§ WHAT YOU NEED TO DO: Using the listing below, print exactly everything from the line with "Annotate the fallen" down to the line with "Annotate the evergreen", both included, and nothing more.

§ DATA FOR THIS TASK:
[Start of Attachment]

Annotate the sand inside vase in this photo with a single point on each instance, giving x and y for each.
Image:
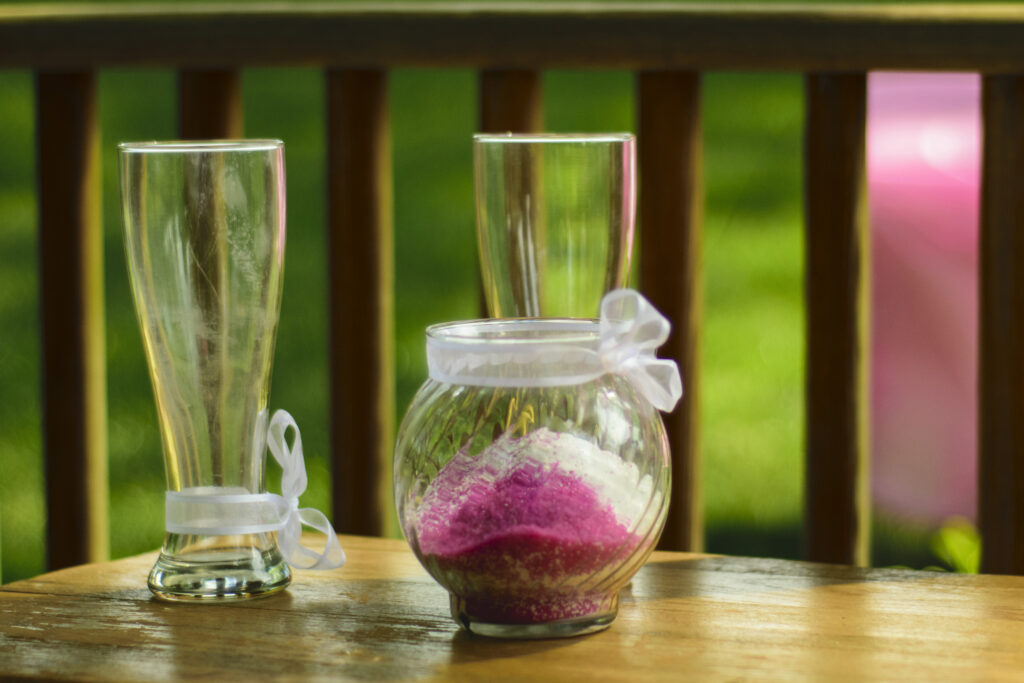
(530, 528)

[End of Attachment]
[Start of Attachment]

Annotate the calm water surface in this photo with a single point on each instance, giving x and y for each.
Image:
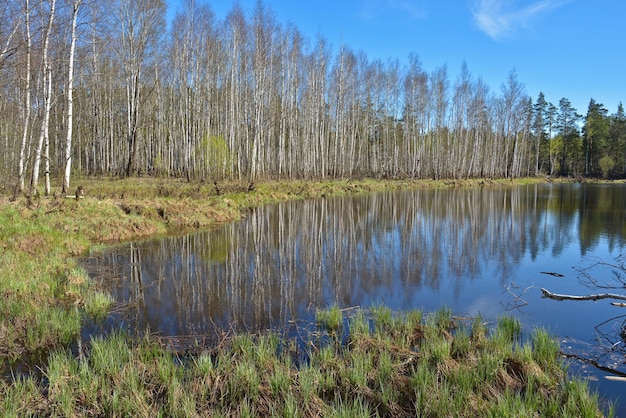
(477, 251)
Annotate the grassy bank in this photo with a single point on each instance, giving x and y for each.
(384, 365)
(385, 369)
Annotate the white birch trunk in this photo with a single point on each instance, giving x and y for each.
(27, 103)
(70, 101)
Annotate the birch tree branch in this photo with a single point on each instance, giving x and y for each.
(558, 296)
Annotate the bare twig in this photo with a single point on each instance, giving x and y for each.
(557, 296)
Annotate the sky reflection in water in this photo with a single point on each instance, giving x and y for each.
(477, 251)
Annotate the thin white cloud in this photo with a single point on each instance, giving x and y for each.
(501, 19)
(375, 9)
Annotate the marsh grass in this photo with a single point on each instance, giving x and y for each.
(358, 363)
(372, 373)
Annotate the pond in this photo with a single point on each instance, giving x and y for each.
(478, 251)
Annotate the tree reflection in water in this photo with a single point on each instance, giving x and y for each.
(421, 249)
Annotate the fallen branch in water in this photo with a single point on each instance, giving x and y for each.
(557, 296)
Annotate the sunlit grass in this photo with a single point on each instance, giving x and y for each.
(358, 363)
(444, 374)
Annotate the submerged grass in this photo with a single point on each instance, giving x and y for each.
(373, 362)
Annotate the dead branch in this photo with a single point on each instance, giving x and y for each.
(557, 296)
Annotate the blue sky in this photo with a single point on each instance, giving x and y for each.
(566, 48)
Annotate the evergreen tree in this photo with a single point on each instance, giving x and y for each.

[End of Attachment]

§ ANSWER BOX:
Annotate the fallen branch in water in this photo with a single point on each instance, giving x and y for each.
(557, 296)
Annotate the sunlit grass in this photo with a single point on each instance, giving x and y for each.
(358, 363)
(444, 374)
Annotate the submerged grass in this photo with a single point on each instance, giving x and y for each.
(373, 362)
Annotate the dead branch in this photo with a single point on each instance, giving x and y for each.
(557, 296)
Annotate the blue sky in this photo with a single point on each instance, giving x and y for each.
(566, 48)
Annotate the evergreen tree in this photo with a single point on each instance, giving x and y for each.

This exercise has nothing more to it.